HLBank Research Highlights

Economics & Strategy 31 May 2021 - Total Lockdown Returns

HLInvest
Publish date: Mon, 31 May 2021, 10:11 AM
HLInvest
0 12,173
This blog publishes research reports from Hong Leong Investment Bank

Last Fri, the NSC decided to implement a “total lockdown” (Phase 1) for the entire nation from 1-14 June. In our view, the restrictions are roughly similar to MCO1.0 but with a bit more operating leeway and scope. We cut our 2021 GDP forecast from 5.0% to 4.6% to reflect the impact of this lockdown. Using MCO1.0 as a cue on the potential market reaction, the KLCI fell -4.8% over the next 3 days after that was announced. To reflect the near term perils brought about by this “on/off” economy, we cut our PE multiple from 17.3x (mean) to 16.5x (- 0.5SD), lowering our end-2021 KLCI target from 1,740 to 1,660.

***

▸ **Activity 1**
Set down part of the research note on the total lockdown word for word. Begin at the words "Last Fri, the" and stop after "1,740 to 1,660.".
▸ **Activity 2**
According to the research note on the total lockdown, what is the revised end-2021 KLCI target?
▸ **Activity 3**
Write what comes next in the research note on the total lockdown, starting after its last sentence.
The stored items after this point are separate material, unrelated to the research note.

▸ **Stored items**

***

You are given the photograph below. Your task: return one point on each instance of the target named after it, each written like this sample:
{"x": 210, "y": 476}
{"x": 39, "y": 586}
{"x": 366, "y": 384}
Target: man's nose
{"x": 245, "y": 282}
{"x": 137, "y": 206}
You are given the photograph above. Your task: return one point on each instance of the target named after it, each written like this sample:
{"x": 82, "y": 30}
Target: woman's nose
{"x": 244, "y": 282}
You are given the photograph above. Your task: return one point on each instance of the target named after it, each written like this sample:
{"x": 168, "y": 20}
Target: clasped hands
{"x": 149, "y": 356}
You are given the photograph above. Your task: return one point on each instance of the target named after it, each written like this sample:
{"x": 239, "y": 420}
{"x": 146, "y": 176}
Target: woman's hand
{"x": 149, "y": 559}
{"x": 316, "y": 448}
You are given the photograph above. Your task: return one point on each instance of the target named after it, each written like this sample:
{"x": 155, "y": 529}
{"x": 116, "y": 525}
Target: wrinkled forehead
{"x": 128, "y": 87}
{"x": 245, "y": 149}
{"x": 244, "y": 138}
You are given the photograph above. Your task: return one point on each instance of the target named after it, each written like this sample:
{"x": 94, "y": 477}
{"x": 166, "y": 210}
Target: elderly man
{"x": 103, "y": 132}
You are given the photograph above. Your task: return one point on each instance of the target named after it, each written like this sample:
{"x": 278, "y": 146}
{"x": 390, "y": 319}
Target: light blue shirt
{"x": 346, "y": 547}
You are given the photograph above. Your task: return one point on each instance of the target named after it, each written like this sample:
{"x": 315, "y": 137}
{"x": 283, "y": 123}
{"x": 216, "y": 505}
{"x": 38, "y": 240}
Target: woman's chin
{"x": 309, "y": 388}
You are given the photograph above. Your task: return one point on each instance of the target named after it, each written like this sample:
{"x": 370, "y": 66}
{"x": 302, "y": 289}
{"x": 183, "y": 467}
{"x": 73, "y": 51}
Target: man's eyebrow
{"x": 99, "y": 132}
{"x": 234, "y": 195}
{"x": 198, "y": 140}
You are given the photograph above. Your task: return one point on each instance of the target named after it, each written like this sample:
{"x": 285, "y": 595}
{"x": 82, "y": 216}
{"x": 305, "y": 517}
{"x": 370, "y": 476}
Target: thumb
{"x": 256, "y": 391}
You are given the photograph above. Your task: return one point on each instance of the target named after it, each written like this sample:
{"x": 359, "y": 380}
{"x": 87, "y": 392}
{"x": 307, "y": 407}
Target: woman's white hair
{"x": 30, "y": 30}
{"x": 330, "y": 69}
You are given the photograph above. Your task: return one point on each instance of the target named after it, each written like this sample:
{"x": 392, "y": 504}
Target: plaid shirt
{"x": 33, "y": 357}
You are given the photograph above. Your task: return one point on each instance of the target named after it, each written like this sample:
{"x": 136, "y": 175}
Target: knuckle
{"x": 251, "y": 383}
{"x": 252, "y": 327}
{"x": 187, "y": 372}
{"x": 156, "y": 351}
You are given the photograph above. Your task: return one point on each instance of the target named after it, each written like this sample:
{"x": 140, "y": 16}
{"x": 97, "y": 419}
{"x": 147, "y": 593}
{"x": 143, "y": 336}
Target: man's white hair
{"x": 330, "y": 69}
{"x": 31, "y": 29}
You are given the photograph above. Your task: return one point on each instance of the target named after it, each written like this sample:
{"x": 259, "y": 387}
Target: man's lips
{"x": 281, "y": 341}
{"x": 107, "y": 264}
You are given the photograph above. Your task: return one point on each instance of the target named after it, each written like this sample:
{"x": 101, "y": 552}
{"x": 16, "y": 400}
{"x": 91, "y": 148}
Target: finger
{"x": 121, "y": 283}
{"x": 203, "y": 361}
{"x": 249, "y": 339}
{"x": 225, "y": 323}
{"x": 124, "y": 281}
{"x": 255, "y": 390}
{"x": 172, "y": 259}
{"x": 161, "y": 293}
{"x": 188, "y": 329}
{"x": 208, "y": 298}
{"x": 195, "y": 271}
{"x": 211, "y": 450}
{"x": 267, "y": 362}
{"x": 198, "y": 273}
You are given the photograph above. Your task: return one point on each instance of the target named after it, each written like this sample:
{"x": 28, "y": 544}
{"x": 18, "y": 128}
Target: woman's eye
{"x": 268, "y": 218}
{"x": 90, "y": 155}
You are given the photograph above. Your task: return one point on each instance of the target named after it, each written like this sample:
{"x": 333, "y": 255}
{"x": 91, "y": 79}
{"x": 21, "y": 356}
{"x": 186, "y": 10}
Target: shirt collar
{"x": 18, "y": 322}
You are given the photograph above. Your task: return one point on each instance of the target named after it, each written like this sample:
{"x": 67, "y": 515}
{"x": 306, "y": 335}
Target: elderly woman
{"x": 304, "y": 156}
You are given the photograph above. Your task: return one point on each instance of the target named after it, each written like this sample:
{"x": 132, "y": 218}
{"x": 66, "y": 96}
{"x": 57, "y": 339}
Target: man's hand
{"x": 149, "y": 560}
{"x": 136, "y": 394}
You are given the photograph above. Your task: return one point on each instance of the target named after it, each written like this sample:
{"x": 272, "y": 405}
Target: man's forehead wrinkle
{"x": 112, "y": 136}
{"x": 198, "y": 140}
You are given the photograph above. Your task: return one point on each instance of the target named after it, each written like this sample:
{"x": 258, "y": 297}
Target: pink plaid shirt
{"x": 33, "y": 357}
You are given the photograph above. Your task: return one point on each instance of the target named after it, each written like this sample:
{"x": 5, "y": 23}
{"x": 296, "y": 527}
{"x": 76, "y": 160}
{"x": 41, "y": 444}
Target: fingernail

***

▸ **Answer section 1**
Last Fri, the NSC decided to implement a “total lockdown” (Phase 1) for the entire nation from 1-14 June. In our view, the restrictions are roughly similar to MCO1.0 but with a bit more operating leeway and scope. We cut our 2021 GDP forecast from 5.0% to 4.6% to reflect the impact of this lockdown. Using MCO1.0 as a cue on the potential market reaction, the KLCI fell -4.8% over the next 3 days after that was announced. To reflect the near term perils brought about by this “on/off” economy, we cut our PE multiple from 17.3x (mean) to 16.5x (- 0.5SD), lowering our end-2021 KLCI target from 1,740 to 1,660.

▸ **Answer section 2**
1,660, lowered from 1,740.

▸ **Answer section 3**
NEWSBREAK

Last Fri, the Prime Minister’s Office (PMO) released a media statement stating that the National Security Council (NSC) has decided to implement a “total lockdown” (Phase 1) for the entire nation from 1-14 June. This entails a closure of all social and economic sectors, with the exception of those deemed “essentials” (totalling 17 categories; see Figure #1). For the manufacturing sector, 13 categories are allowed to operate with a 60% workforce and 5 with a 10% workforce (see # Figure 2). Should Phase 1 be successful in lowering daily cases, the government would then rollout Phase 2 (for a period of 4-weeks) which allows reopening of other sectors that do not involve crowds and complies with social distancing guidelines. This will subsequently be followed by Phase 3 (no timeframe stated) which is similar to the current MCO3.0 guidelines.

HLIB’s VIEW

Necessary pain. With Covid-19 cases chalking new highs for 5 consecutive days (25- 29 May) and surpassing the 9k mark, we feel that this total lockdown is a necessary pain that must be endured. Malaysia’s R-naught reading has stayed consistently above 1.0 since 8 Apr and averaged 1.12 since (latest on 28 May: 1.15), indicating that the virus’ infectivity remains high. MOH projects that daily cases could hit 13k by mid-June if the R-naught reading increases to 1.20. Nonetheless, we are hopeful that this total lockdown will be able to tame the pandemic, judging from the similar experience during MCO1.0 (mid-Mar to Apr 2020) where daily cases eased from over 200 at its peak to below 50 in 2 months.

Slightly more leeway compared to MCO1.0. Based on the “essentials list” and permitted manufacturers allowed to operate (see Figure #1&2), we feel that this total lockdown is roughly similar to MCO1.0 but with slightly more operating leeway and scope (e.g. 60% operating capacity vs 50% during MCO1.0).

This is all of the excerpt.